[EXERCISE MATERIAL — start]

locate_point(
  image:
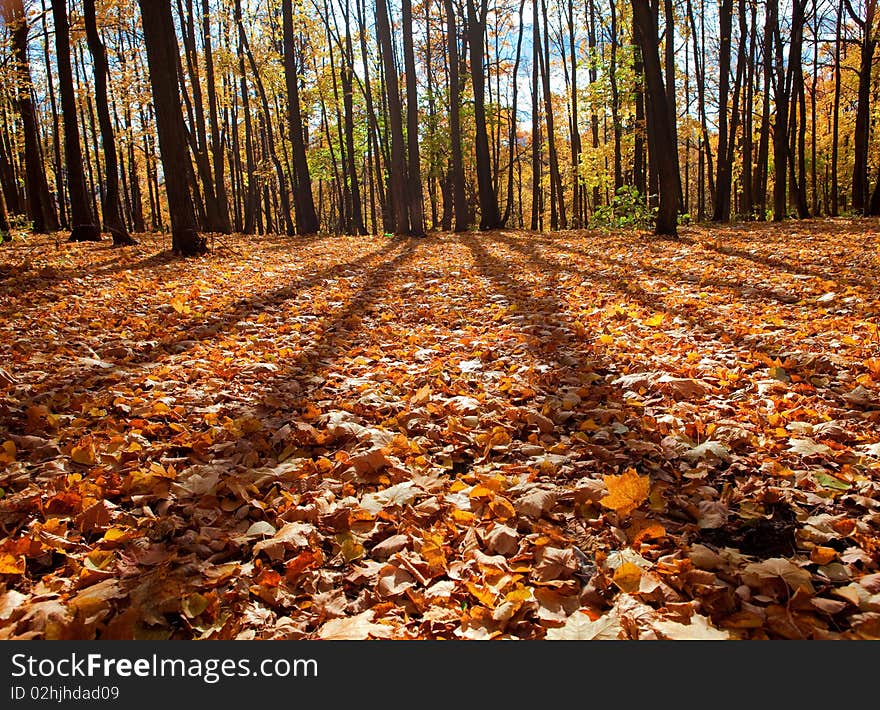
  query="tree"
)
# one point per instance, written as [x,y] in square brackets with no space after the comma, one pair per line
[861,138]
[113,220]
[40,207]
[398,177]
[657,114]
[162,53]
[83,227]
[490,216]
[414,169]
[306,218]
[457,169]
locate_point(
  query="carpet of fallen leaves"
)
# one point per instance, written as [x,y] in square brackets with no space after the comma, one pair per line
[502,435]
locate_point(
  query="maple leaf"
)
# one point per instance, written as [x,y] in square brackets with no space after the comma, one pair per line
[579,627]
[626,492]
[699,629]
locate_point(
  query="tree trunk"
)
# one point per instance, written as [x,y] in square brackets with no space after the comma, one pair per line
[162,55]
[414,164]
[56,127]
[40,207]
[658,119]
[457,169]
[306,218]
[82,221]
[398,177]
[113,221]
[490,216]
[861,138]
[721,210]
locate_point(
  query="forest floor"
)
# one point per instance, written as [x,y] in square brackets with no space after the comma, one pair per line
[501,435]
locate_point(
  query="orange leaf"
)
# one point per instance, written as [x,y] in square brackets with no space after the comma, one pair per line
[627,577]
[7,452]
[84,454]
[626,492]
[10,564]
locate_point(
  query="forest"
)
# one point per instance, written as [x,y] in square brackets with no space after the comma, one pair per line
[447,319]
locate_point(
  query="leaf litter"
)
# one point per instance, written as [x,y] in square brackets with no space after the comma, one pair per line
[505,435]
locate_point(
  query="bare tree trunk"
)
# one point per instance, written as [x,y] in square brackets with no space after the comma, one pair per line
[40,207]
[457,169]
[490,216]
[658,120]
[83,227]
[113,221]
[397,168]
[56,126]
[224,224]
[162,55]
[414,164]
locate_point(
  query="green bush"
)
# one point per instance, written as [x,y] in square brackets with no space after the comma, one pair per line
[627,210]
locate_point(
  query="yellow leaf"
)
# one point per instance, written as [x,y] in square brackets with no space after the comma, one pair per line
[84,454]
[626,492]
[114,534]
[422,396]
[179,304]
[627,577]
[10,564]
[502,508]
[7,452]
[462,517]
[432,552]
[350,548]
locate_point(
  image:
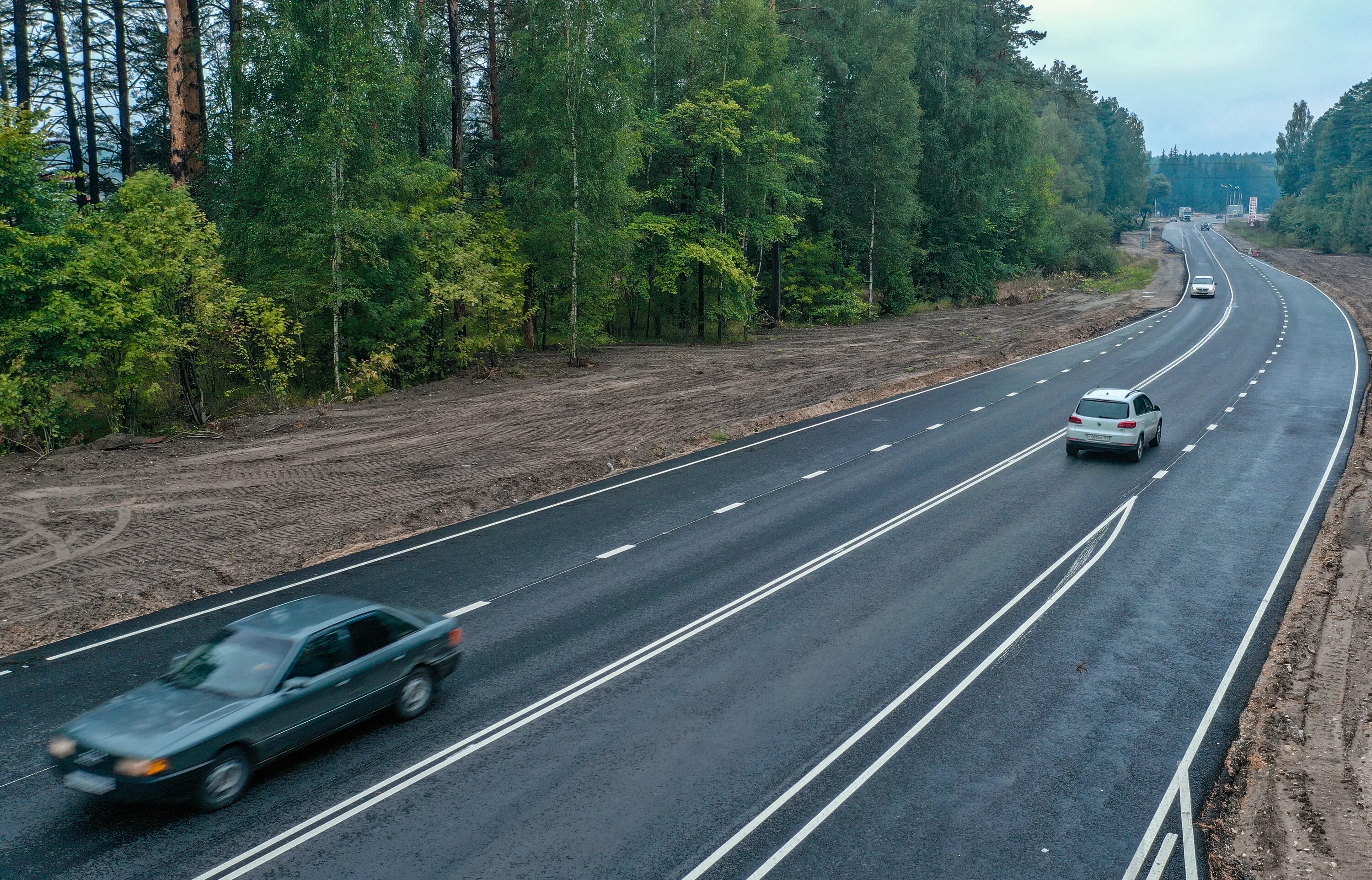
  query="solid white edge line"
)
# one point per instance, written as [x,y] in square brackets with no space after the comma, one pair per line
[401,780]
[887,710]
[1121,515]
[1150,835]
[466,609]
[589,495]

[EXERCISE MATERIAL — finish]
[EXERCISE MATERIAL — start]

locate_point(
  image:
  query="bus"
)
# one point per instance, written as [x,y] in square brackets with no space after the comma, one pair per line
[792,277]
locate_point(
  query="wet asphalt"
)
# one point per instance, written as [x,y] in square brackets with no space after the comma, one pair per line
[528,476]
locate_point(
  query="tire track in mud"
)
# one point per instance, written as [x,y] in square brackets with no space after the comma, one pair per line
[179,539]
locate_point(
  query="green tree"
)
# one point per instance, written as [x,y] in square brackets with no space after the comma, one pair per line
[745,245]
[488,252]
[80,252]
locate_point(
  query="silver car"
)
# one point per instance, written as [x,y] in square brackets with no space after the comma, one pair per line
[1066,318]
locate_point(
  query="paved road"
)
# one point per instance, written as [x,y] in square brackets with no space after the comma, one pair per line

[EXERCISE MATERIAL — finish]
[EXERCISE MATERIAL — start]

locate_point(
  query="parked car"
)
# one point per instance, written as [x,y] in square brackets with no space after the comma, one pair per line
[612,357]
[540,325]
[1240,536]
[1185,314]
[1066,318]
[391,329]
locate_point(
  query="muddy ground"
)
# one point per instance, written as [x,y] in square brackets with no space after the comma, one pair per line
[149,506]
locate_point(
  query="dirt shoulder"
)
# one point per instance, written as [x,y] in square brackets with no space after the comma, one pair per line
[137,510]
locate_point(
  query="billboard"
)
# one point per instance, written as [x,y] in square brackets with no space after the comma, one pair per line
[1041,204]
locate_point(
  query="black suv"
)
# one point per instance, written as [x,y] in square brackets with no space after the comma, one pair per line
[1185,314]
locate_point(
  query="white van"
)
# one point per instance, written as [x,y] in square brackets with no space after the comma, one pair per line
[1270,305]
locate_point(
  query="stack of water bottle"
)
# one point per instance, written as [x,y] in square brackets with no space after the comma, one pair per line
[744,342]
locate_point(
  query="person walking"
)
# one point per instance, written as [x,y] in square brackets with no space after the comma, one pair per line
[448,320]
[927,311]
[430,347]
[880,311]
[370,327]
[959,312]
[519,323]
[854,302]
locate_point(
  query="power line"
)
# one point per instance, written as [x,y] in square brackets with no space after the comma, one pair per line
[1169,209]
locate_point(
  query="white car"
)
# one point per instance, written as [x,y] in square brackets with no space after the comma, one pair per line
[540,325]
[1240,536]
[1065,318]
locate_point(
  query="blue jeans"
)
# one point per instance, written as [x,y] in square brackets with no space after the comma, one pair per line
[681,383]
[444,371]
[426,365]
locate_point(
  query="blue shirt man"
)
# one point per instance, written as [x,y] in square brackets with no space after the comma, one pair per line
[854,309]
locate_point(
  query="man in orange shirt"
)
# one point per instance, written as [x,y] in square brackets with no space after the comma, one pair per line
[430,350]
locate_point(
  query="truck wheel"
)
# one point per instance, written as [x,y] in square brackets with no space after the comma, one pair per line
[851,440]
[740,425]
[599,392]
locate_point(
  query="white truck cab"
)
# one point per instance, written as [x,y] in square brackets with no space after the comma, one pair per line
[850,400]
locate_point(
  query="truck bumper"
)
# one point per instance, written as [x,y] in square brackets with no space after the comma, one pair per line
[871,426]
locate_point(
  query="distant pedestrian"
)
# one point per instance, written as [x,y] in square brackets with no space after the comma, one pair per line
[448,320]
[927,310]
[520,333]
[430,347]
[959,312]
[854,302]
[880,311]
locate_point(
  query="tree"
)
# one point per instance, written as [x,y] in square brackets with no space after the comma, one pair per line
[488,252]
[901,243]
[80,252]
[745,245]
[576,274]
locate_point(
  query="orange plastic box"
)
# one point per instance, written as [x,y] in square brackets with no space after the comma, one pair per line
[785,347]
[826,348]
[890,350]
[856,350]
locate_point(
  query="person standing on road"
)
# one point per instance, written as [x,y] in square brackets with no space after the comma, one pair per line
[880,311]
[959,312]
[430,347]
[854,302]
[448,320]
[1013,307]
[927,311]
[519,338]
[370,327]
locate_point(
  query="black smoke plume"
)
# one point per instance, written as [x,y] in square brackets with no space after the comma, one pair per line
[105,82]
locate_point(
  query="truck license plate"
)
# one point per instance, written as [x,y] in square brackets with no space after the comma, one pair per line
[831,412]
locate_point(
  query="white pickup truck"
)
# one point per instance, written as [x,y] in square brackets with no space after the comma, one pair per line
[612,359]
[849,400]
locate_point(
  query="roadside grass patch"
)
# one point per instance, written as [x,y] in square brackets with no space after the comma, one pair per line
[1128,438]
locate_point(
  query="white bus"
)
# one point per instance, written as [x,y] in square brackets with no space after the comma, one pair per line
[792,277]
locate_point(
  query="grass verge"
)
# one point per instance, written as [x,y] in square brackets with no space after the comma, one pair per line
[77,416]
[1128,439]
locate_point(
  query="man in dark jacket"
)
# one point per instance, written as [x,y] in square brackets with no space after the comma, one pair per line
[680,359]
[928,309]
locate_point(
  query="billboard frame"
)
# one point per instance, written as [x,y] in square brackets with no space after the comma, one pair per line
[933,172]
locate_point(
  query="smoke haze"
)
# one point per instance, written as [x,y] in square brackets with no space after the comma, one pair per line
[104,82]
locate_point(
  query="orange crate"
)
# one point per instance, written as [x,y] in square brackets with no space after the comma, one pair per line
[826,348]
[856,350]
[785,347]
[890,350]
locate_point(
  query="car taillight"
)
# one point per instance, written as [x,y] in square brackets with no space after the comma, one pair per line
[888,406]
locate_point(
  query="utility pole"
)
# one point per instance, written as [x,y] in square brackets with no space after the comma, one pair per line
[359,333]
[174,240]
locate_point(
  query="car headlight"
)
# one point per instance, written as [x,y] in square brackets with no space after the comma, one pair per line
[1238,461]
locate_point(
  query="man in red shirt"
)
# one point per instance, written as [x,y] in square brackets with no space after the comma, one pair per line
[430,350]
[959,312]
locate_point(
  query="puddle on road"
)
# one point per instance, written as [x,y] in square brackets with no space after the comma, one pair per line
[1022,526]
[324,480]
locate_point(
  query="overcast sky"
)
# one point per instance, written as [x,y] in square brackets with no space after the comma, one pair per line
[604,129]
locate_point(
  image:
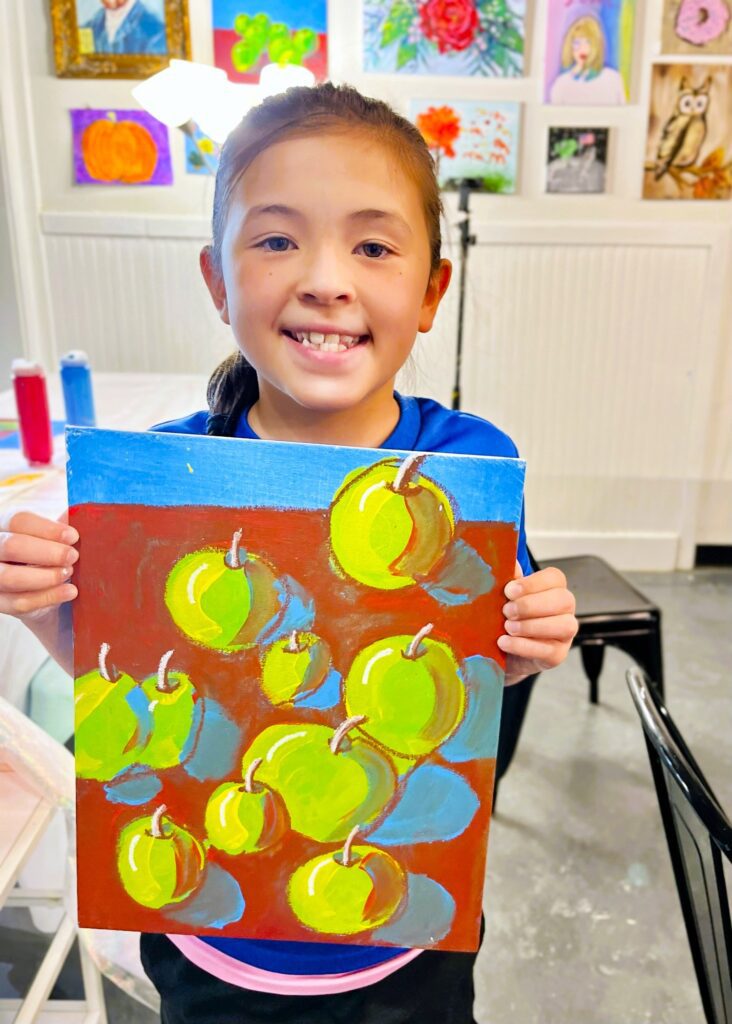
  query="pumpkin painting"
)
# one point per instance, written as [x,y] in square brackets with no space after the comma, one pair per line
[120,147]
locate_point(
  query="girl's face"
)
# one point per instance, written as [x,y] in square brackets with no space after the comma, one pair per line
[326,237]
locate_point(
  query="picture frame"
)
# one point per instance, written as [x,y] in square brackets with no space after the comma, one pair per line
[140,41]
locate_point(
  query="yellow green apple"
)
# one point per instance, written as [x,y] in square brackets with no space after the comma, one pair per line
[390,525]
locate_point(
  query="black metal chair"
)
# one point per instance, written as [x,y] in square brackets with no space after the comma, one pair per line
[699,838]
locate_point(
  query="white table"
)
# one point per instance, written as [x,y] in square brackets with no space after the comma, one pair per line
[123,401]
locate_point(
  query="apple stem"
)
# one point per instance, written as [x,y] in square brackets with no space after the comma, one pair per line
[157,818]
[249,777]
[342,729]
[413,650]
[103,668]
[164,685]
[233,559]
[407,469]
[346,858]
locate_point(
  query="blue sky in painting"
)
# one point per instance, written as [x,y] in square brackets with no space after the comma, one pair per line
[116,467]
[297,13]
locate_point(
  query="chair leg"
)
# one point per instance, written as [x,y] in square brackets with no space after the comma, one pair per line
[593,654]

[EXERCISE MATERIAL — finish]

Pull every line containing the word "chair" out of the entries above.

  query="black metal chair"
  query="chair leg"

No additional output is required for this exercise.